[What to work on]
Can you give all the records again without altering a single character?

┄┄┄┄┄┄┄┄┄┄┄┄┄┄┄┄┄┄┄┄

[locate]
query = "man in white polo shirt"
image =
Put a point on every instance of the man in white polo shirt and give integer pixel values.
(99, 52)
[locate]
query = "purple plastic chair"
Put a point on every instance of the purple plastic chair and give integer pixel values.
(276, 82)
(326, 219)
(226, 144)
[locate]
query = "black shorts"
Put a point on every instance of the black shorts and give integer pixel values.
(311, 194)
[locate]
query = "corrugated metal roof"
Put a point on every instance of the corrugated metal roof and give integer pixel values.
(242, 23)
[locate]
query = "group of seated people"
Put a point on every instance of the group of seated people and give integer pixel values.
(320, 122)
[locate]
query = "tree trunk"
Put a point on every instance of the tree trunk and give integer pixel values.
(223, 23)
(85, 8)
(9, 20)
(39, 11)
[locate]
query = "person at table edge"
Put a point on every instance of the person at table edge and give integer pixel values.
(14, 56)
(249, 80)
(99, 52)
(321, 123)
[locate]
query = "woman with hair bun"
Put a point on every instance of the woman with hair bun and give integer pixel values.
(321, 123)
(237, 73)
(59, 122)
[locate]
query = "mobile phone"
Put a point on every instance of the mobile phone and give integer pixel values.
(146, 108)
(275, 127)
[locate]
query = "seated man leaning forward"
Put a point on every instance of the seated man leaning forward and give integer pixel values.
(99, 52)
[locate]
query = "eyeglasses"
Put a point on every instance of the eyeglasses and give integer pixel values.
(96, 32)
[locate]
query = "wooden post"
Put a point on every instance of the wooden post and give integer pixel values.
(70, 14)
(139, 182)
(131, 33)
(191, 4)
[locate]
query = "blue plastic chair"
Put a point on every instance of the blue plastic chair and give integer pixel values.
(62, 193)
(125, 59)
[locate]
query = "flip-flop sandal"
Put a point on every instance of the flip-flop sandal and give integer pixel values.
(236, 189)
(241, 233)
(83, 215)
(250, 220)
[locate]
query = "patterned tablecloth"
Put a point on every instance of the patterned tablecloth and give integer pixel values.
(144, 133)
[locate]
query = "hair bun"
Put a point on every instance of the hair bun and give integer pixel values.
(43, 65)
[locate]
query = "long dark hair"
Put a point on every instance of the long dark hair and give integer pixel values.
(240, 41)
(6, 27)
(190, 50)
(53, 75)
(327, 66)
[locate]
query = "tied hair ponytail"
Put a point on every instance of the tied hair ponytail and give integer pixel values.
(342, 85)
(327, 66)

┄┄┄┄┄┄┄┄┄┄┄┄┄┄┄┄┄┄┄┄

[Written response]
[locate]
query = "man in white polo shirt"
image =
Put a point on every instance of the man in white polo shirt and give integer pixel values.
(99, 52)
[locate]
query = "purple plastic chair"
Put a point on every instance of the purple plastic chair and give integer pixel values.
(276, 82)
(326, 219)
(226, 144)
[locate]
query = "black shorts"
Put a point on every instance of the black shorts and give integer pixel values.
(311, 194)
[locate]
query = "corrugated metal roof"
Put a point on every instance of the corrugated metal roof and give integer pixel values.
(242, 23)
[locate]
query = "group of seated people"
Put a point on every instance of the group of seated people and give integer pixel values.
(320, 122)
[locate]
query = "tree trunk"
Put a point on every instance of the tree trunk and give integer pixel values.
(223, 23)
(85, 8)
(9, 20)
(39, 11)
[locate]
query = "person at table edge"
Put a point on every instance of the person at table edge and give integer pixel values.
(14, 56)
(249, 80)
(99, 52)
(321, 123)
[locate]
query = "woman with hair bun"
Put a point on every instance of the woman with hair bun and give integer pixel values.
(321, 123)
(237, 73)
(59, 122)
[locate]
query = "mobile phone"
Put a point on every instance of the mobile phone and give integer pixel values.
(146, 108)
(275, 127)
[locate]
query = "seated man leaning forward"
Put a point on every instance of the seated man leaning forward and give integer pixel values.
(99, 52)
[locate]
query = "eyeglasses"
Put a point on every instance of the eyeglasses and give integer pixel values.
(96, 32)
[locate]
query = "wooden post"
Put a point on every instance of the wooden post and give integer pixel values.
(70, 14)
(139, 182)
(131, 33)
(191, 4)
[locate]
query = "blue plastic chair"
Put a point on every instance of the blue plastic chair and give integer pixel values.
(62, 193)
(125, 59)
[locate]
query = "flip-flop sandal"
Put a point on every instance of the flip-flop sandal and give integer pixel values.
(236, 189)
(241, 233)
(83, 215)
(250, 220)
[locate]
query = "patterned tablecloth"
Put a point on every instance of the patterned tablecloth and give integer pixel values.
(144, 133)
[locate]
query = "hair bun"
Put a point on every instance of the hair bun and give integer pixel values.
(43, 65)
[locate]
query = "long dark hair"
Put a point on every instance of the long dark hair and give integer pixel values.
(240, 41)
(6, 27)
(190, 50)
(53, 75)
(327, 66)
[locate]
query = "tied hair ponytail"
Put a point on every instance of the tied hair ponytail and give integer pixel values.
(342, 85)
(327, 66)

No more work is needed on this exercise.